##### EXCERPTED DATA #####
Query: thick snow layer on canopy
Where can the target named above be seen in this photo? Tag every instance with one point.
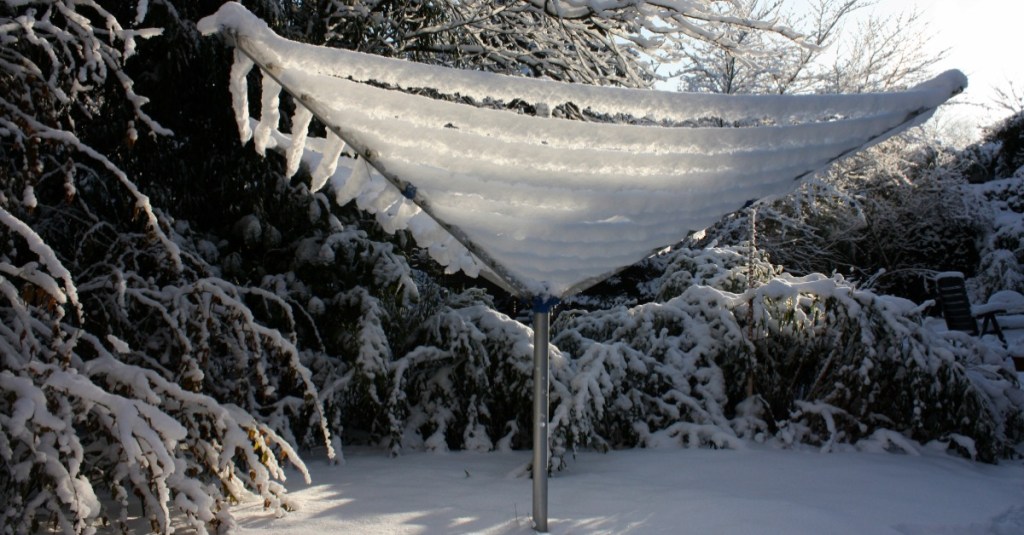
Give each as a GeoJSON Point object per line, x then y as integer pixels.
{"type": "Point", "coordinates": [545, 206]}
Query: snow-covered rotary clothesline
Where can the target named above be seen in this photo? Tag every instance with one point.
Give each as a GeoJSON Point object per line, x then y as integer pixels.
{"type": "Point", "coordinates": [543, 206]}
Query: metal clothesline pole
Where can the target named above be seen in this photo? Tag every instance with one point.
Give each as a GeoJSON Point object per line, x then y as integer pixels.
{"type": "Point", "coordinates": [542, 337]}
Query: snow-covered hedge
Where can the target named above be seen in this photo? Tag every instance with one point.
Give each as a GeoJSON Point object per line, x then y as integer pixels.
{"type": "Point", "coordinates": [807, 360]}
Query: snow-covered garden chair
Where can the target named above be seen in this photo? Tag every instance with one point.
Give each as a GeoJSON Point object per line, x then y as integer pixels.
{"type": "Point", "coordinates": [961, 316]}
{"type": "Point", "coordinates": [957, 312]}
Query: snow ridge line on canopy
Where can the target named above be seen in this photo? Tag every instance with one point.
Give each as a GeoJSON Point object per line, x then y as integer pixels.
{"type": "Point", "coordinates": [551, 264]}
{"type": "Point", "coordinates": [642, 104]}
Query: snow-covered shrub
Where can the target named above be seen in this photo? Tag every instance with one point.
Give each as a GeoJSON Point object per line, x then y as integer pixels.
{"type": "Point", "coordinates": [1001, 265]}
{"type": "Point", "coordinates": [118, 343]}
{"type": "Point", "coordinates": [887, 219]}
{"type": "Point", "coordinates": [802, 360]}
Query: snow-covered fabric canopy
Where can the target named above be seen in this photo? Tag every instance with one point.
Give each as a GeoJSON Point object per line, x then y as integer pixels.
{"type": "Point", "coordinates": [543, 206]}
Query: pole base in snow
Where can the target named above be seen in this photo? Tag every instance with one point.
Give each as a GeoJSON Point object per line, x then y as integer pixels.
{"type": "Point", "coordinates": [541, 338]}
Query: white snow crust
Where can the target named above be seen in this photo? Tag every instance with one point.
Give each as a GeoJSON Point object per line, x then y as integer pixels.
{"type": "Point", "coordinates": [542, 205]}
{"type": "Point", "coordinates": [757, 490]}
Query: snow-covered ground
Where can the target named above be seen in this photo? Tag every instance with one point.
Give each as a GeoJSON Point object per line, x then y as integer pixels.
{"type": "Point", "coordinates": [750, 491]}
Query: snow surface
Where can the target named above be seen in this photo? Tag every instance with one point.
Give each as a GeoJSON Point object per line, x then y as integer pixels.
{"type": "Point", "coordinates": [755, 490]}
{"type": "Point", "coordinates": [543, 205]}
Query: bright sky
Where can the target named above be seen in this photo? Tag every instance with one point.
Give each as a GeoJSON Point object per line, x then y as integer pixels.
{"type": "Point", "coordinates": [984, 39]}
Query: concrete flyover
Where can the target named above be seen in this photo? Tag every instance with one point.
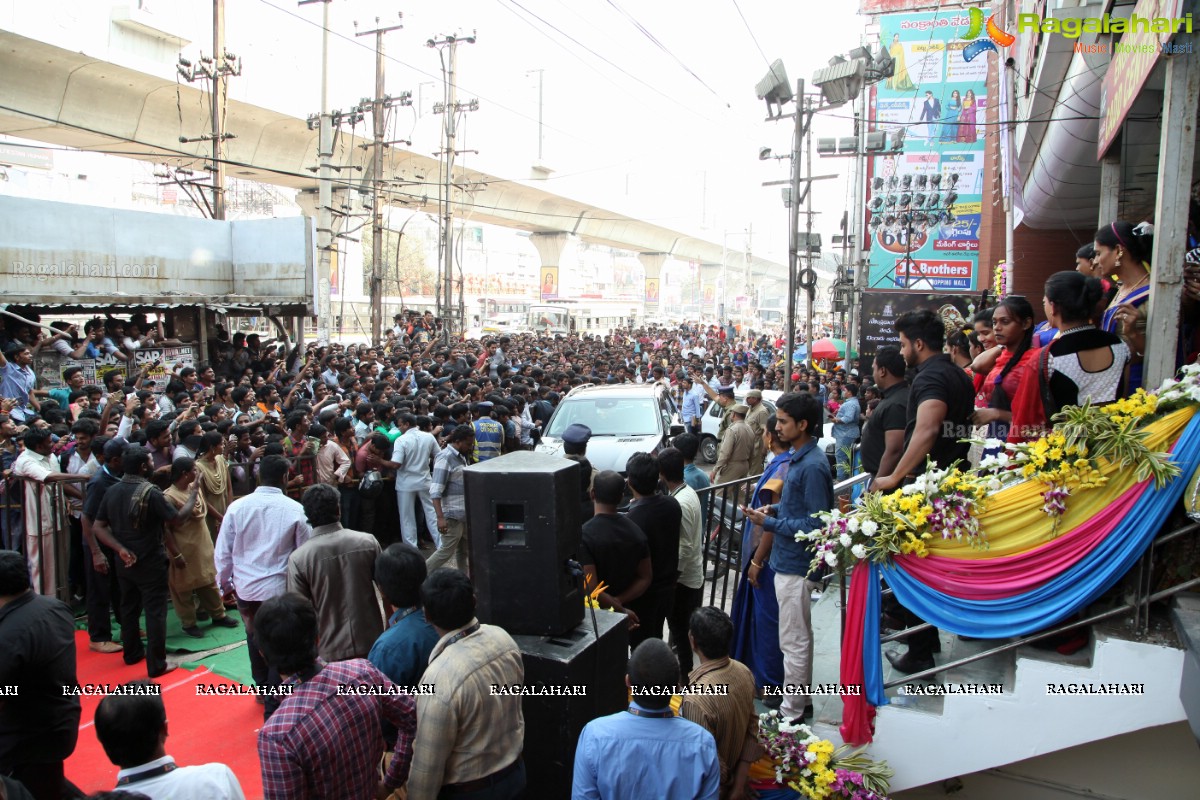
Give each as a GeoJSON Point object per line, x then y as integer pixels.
{"type": "Point", "coordinates": [67, 98]}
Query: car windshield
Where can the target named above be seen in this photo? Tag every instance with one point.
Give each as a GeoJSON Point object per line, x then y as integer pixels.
{"type": "Point", "coordinates": [612, 416]}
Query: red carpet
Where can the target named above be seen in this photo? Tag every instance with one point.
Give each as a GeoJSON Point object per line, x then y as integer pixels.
{"type": "Point", "coordinates": [201, 729]}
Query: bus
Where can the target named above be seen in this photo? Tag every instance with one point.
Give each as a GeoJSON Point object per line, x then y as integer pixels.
{"type": "Point", "coordinates": [581, 317]}
{"type": "Point", "coordinates": [503, 314]}
{"type": "Point", "coordinates": [550, 319]}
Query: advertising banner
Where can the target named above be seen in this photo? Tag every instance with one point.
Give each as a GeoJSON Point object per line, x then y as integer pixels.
{"type": "Point", "coordinates": [169, 359]}
{"type": "Point", "coordinates": [924, 200]}
{"type": "Point", "coordinates": [549, 282]}
{"type": "Point", "coordinates": [49, 367]}
{"type": "Point", "coordinates": [881, 310]}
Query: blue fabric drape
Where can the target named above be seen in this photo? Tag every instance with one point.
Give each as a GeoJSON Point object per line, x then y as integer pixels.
{"type": "Point", "coordinates": [1049, 603]}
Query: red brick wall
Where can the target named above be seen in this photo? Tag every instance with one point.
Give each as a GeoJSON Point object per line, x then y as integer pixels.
{"type": "Point", "coordinates": [1038, 254]}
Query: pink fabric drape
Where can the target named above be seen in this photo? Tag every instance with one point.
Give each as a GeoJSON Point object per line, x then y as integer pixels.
{"type": "Point", "coordinates": [857, 715]}
{"type": "Point", "coordinates": [1013, 575]}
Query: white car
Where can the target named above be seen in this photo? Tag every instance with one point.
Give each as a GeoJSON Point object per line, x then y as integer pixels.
{"type": "Point", "coordinates": [711, 422]}
{"type": "Point", "coordinates": [624, 419]}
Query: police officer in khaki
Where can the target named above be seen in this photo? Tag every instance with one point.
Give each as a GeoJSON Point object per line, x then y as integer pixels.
{"type": "Point", "coordinates": [737, 447]}
{"type": "Point", "coordinates": [757, 421]}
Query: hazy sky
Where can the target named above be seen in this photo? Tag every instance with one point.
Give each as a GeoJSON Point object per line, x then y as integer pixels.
{"type": "Point", "coordinates": [666, 131]}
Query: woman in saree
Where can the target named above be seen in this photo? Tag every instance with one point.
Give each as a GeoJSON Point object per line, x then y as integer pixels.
{"type": "Point", "coordinates": [755, 607]}
{"type": "Point", "coordinates": [951, 121]}
{"type": "Point", "coordinates": [216, 486]}
{"type": "Point", "coordinates": [967, 119]}
{"type": "Point", "coordinates": [899, 79]}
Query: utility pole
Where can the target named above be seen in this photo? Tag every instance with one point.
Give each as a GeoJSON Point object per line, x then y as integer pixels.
{"type": "Point", "coordinates": [217, 102]}
{"type": "Point", "coordinates": [540, 86]}
{"type": "Point", "coordinates": [450, 108]}
{"type": "Point", "coordinates": [793, 232]}
{"type": "Point", "coordinates": [856, 299]}
{"type": "Point", "coordinates": [216, 70]}
{"type": "Point", "coordinates": [379, 103]}
{"type": "Point", "coordinates": [810, 292]}
{"type": "Point", "coordinates": [324, 124]}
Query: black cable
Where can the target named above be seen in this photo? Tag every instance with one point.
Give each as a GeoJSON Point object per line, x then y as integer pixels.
{"type": "Point", "coordinates": [663, 47]}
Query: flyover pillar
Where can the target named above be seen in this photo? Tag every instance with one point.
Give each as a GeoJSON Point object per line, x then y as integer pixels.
{"type": "Point", "coordinates": [556, 251]}
{"type": "Point", "coordinates": [653, 265]}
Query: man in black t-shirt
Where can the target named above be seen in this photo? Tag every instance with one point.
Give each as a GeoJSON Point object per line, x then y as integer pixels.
{"type": "Point", "coordinates": [940, 402]}
{"type": "Point", "coordinates": [136, 519]}
{"type": "Point", "coordinates": [615, 549]}
{"type": "Point", "coordinates": [885, 431]}
{"type": "Point", "coordinates": [940, 407]}
{"type": "Point", "coordinates": [659, 517]}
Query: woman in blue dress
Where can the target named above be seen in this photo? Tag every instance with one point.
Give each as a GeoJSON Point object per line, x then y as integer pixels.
{"type": "Point", "coordinates": [951, 121]}
{"type": "Point", "coordinates": [1123, 253]}
{"type": "Point", "coordinates": [755, 608]}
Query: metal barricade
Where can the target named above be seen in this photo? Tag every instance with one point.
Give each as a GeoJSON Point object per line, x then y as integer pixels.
{"type": "Point", "coordinates": [47, 513]}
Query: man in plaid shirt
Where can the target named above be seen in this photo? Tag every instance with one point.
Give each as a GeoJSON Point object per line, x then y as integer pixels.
{"type": "Point", "coordinates": [325, 740]}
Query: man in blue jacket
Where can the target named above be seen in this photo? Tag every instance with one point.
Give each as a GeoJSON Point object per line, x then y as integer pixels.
{"type": "Point", "coordinates": [807, 491]}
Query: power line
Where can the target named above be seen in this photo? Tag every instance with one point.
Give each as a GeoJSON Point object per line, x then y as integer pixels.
{"type": "Point", "coordinates": [418, 70]}
{"type": "Point", "coordinates": [663, 47]}
{"type": "Point", "coordinates": [607, 60]}
{"type": "Point", "coordinates": [753, 37]}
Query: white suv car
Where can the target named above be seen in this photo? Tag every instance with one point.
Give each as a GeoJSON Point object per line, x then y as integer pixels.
{"type": "Point", "coordinates": [624, 419]}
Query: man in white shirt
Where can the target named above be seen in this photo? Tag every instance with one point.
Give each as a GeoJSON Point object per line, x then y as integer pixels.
{"type": "Point", "coordinates": [689, 585]}
{"type": "Point", "coordinates": [42, 519]}
{"type": "Point", "coordinates": [132, 729]}
{"type": "Point", "coordinates": [412, 457]}
{"type": "Point", "coordinates": [258, 534]}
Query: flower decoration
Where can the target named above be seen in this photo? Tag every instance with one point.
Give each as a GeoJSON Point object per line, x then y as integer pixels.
{"type": "Point", "coordinates": [942, 503]}
{"type": "Point", "coordinates": [816, 768]}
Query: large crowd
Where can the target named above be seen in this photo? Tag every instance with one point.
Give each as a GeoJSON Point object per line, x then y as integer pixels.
{"type": "Point", "coordinates": [318, 491]}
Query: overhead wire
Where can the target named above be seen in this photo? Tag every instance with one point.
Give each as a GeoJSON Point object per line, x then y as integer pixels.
{"type": "Point", "coordinates": [413, 67]}
{"type": "Point", "coordinates": [609, 61]}
{"type": "Point", "coordinates": [663, 47]}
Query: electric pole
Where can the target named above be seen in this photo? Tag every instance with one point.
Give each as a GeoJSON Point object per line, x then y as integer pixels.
{"type": "Point", "coordinates": [216, 71]}
{"type": "Point", "coordinates": [859, 281]}
{"type": "Point", "coordinates": [217, 103]}
{"type": "Point", "coordinates": [379, 104]}
{"type": "Point", "coordinates": [324, 125]}
{"type": "Point", "coordinates": [540, 134]}
{"type": "Point", "coordinates": [450, 108]}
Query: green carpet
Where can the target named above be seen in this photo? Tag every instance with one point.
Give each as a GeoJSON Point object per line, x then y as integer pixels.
{"type": "Point", "coordinates": [179, 642]}
{"type": "Point", "coordinates": [232, 663]}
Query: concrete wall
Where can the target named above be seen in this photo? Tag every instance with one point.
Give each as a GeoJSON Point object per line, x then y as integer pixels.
{"type": "Point", "coordinates": [53, 252]}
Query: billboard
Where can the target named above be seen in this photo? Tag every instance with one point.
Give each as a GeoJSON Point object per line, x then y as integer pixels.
{"type": "Point", "coordinates": [924, 200]}
{"type": "Point", "coordinates": [881, 308]}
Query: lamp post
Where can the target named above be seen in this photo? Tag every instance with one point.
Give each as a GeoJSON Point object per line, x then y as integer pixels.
{"type": "Point", "coordinates": [725, 271]}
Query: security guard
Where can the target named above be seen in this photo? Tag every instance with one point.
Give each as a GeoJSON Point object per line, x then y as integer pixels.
{"type": "Point", "coordinates": [757, 421]}
{"type": "Point", "coordinates": [575, 446]}
{"type": "Point", "coordinates": [737, 447]}
{"type": "Point", "coordinates": [489, 433]}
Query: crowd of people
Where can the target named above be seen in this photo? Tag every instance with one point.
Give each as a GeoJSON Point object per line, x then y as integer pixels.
{"type": "Point", "coordinates": [318, 491]}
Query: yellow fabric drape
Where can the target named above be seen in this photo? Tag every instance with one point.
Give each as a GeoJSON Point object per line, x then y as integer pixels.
{"type": "Point", "coordinates": [1015, 523]}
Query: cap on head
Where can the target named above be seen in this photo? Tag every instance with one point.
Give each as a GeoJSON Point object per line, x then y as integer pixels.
{"type": "Point", "coordinates": [576, 434]}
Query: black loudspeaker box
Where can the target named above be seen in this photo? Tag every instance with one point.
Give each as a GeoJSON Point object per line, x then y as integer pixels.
{"type": "Point", "coordinates": [576, 659]}
{"type": "Point", "coordinates": [523, 528]}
#####
» **WORK ORDER**
In the records above, some lines may contain the word "shirt"; copy every one of them.

» **RESPONSE**
Query: man in black t-shirt
Query: man in plaid shirt
Query: man in white shirt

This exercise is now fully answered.